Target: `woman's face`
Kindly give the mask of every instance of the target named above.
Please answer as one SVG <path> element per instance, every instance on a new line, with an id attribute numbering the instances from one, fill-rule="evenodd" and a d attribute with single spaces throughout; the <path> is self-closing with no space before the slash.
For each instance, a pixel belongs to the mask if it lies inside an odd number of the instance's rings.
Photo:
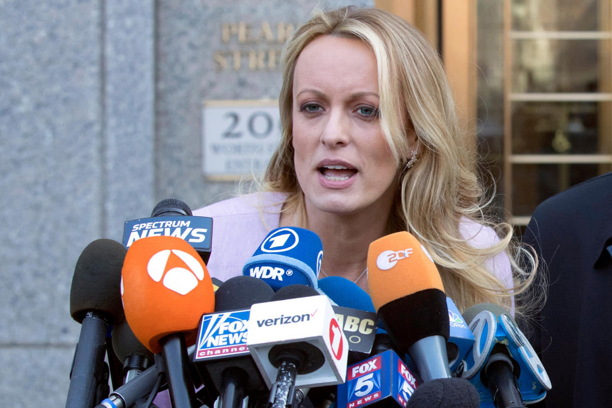
<path id="1" fill-rule="evenodd" d="M 308 213 L 388 213 L 397 167 L 381 130 L 376 57 L 364 42 L 318 37 L 297 58 L 293 147 Z"/>

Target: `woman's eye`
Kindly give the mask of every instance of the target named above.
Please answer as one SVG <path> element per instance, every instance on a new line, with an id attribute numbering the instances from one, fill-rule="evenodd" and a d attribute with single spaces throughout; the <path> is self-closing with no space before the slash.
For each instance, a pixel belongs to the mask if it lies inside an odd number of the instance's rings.
<path id="1" fill-rule="evenodd" d="M 302 105 L 300 110 L 306 111 L 307 112 L 316 112 L 319 110 L 321 106 L 316 103 L 307 103 Z"/>
<path id="2" fill-rule="evenodd" d="M 378 116 L 378 109 L 371 106 L 360 106 L 358 109 L 360 115 L 368 116 L 368 117 L 376 117 Z"/>

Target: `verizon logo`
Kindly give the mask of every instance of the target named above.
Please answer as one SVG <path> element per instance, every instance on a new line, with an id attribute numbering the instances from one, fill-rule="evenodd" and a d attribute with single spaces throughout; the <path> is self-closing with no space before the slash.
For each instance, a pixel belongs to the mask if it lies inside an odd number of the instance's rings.
<path id="1" fill-rule="evenodd" d="M 274 317 L 274 319 L 258 320 L 256 321 L 257 325 L 259 327 L 263 327 L 263 326 L 275 326 L 279 324 L 308 322 L 310 321 L 311 317 L 314 317 L 316 313 L 316 310 L 312 313 L 305 313 L 304 314 L 294 314 L 293 316 L 283 316 L 281 314 L 280 317 Z"/>

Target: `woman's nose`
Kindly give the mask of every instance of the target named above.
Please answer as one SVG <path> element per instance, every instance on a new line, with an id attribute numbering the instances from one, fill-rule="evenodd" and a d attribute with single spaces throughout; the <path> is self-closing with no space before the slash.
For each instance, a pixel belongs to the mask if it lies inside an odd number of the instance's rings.
<path id="1" fill-rule="evenodd" d="M 350 137 L 348 119 L 339 111 L 332 111 L 323 128 L 321 143 L 329 147 L 345 146 Z"/>

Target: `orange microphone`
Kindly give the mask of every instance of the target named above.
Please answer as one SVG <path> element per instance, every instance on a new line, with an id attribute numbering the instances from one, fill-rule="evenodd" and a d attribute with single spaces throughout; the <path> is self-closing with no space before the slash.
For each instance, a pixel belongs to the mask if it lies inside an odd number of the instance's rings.
<path id="1" fill-rule="evenodd" d="M 176 237 L 137 240 L 125 254 L 121 297 L 134 335 L 164 357 L 173 406 L 192 406 L 187 346 L 195 344 L 202 315 L 215 308 L 212 282 L 202 258 Z"/>
<path id="2" fill-rule="evenodd" d="M 424 380 L 450 377 L 446 295 L 427 250 L 402 231 L 370 243 L 367 262 L 370 295 L 391 341 L 410 355 Z"/>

━━━━━━━━━━━━━━━━

**Objective:**
Reproduce all of the records above word for word, but leave out the pictures.

**Response:**
Target: `woman's face`
Kindly give the mask of every instance of the target named above.
Please answer as one SVG <path> element per instance, every instance on a new line, with an id attribute numbering the instances from one, fill-rule="evenodd" and a d attribute with single spaces throughout; the <path> is self-closing with no space before the slash.
For each instance, a pixel belongs to the mask if it lies inside an odd number of the instance's rings.
Photo:
<path id="1" fill-rule="evenodd" d="M 308 213 L 388 213 L 397 167 L 381 130 L 376 57 L 364 42 L 318 37 L 297 58 L 293 147 Z"/>

Target: `woman's eye`
Kindly give the mask of every instance of the target named above.
Please answer as one SVG <path> element per instance, every instance on a new line, with an id attribute numbering the instances from one, fill-rule="evenodd" and a d attribute with single spaces throughout; the <path> is self-closing with no space before the slash.
For each instance, a pixel belongs to the mask if it lies inside an odd number of the instance's rings.
<path id="1" fill-rule="evenodd" d="M 302 105 L 300 110 L 306 111 L 307 112 L 316 112 L 319 110 L 321 106 L 316 103 L 307 103 Z"/>
<path id="2" fill-rule="evenodd" d="M 378 116 L 378 109 L 371 106 L 360 106 L 358 109 L 360 115 L 368 116 L 368 117 L 376 117 Z"/>

Target: `verizon logo`
Kindly give the mask of every instance of the target named above.
Please answer as one SVG <path> element per instance, every instance on a new line, with an id attribute numbering the instances from one, fill-rule="evenodd" and a d attribute with single spaces throughout; the <path> is self-closing with no space before the slash.
For each instance, a pixel belongs to the mask if it lies inside an odd number of the instance's rings.
<path id="1" fill-rule="evenodd" d="M 274 317 L 274 319 L 258 320 L 256 321 L 257 325 L 259 327 L 263 327 L 263 326 L 275 326 L 279 324 L 308 322 L 310 321 L 311 317 L 314 317 L 316 313 L 316 310 L 312 313 L 305 313 L 304 314 L 294 314 L 293 316 L 283 316 L 281 314 L 280 317 Z"/>

Target: `woman's nose`
Kindly give the mask of every instance of the target named above.
Please answer as one SVG <path> element per instance, every instance on a new line, with an id attribute numbering the instances from one, fill-rule="evenodd" and a d attribute with single spaces throughout; the <path> is self-closing with no space before the slash.
For each instance, a pixel belongs to the mask if it lies inside an odd number of the instance's rings.
<path id="1" fill-rule="evenodd" d="M 350 137 L 348 119 L 339 111 L 332 111 L 323 128 L 321 143 L 329 147 L 345 146 Z"/>

Target: `orange microphone`
Kindly give the mask of every instance of the target named above.
Please answer as one SVG <path> element per instance, every instance on a new line, with an id attribute numbering the instances from one, fill-rule="evenodd" and a d attribute with single spaces throughout; the <path> is self-closing with no space before the slash.
For each instance, a pixel belongs to the mask if it lies inside an odd number of the instance's rings.
<path id="1" fill-rule="evenodd" d="M 176 237 L 137 240 L 125 254 L 121 297 L 134 335 L 164 357 L 173 406 L 192 406 L 187 346 L 195 344 L 202 315 L 215 308 L 212 282 L 202 258 Z"/>
<path id="2" fill-rule="evenodd" d="M 424 380 L 450 377 L 446 295 L 427 250 L 402 231 L 370 243 L 367 262 L 370 295 L 391 341 L 410 355 Z"/>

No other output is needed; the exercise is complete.